* [Source extract]
- - -

Wednesday, January 31, 2007

Box plot and whisker plots in Excel 2007

2011-10-05 Update! A new version of this article and a FREE and enhanced Microsoft Excel 2007 example is available in my blog post at Cardinal Path: The math behind web analytics: box plot.

This articles aims to highlight the importance of box plots (or horizontal box, or Whisker plot) in analytics and provides a step by step example to make them in Microsoft Excel 2007.

What are box plots?

A box plot is a visualization method used in statistics. It shows, in a glimpse, several very important elements describing a data sample:
  • the smallest observation
  • the lower quartile (25%)
  • the median (50%)
  • the higher quartile (75%)
  • the largest observation
In addition, a box plot can help visualize two other elements:
  • abnormal data (outliers)
  • average

How can they be used in web analytics?

Boxplots are a quick visualization approach for examining one or more data sets. Because they can easily reveal the limits of acceptable data and any extremes, it becomes very easy to explain trends and abnormalities and communicate the right information.

- - -

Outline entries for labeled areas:
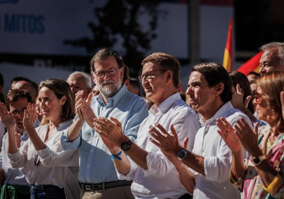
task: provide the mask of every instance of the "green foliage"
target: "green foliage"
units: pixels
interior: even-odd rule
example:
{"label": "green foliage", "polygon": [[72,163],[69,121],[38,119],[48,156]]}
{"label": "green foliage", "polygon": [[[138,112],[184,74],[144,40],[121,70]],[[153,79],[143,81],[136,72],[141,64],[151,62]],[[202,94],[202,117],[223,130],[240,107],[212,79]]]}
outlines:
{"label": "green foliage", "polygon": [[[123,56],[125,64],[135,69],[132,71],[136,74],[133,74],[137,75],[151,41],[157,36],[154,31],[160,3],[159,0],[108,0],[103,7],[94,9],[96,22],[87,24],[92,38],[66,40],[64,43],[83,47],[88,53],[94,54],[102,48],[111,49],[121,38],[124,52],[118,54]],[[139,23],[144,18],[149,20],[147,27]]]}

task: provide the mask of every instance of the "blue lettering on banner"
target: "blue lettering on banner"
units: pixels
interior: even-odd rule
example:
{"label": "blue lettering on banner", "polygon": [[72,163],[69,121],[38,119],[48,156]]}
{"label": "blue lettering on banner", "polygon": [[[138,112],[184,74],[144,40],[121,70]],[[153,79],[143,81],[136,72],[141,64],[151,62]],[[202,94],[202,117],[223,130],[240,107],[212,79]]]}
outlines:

- - -

* [Task list]
A) Which lines of the listing contain the string "banner"? Pull out each of those lines, matching case exactly.
B) Can you extend the article on box plots in Excel 2007 with the next few sentences, picking up right after its final sentence?

* [Answers given]
A)
task: provide the mask of every instance of the "blue lettering on banner"
target: "blue lettering on banner"
{"label": "blue lettering on banner", "polygon": [[72,163],[69,121],[38,119],[48,156]]}
{"label": "blue lettering on banner", "polygon": [[[138,112],[184,74],[144,40],[121,70]],[[153,79],[143,81],[136,72],[141,64],[151,62]],[[202,94],[202,117],[223,130],[240,107],[212,79]]]}

B)
We have to consider, however, than in term of data visualization, some ways of showing Probability Density Function can also reveal the same information, and more, in a very interesting way. However, drawing them in Excel might be very difficult...

How can I draw my own box plot?

For this example, we will use the fictitious data representing number of Visits to a Web site on a day by day basis, as shown below:

  1. The first thing to do is to sort the values (the Visits column) in ascending order.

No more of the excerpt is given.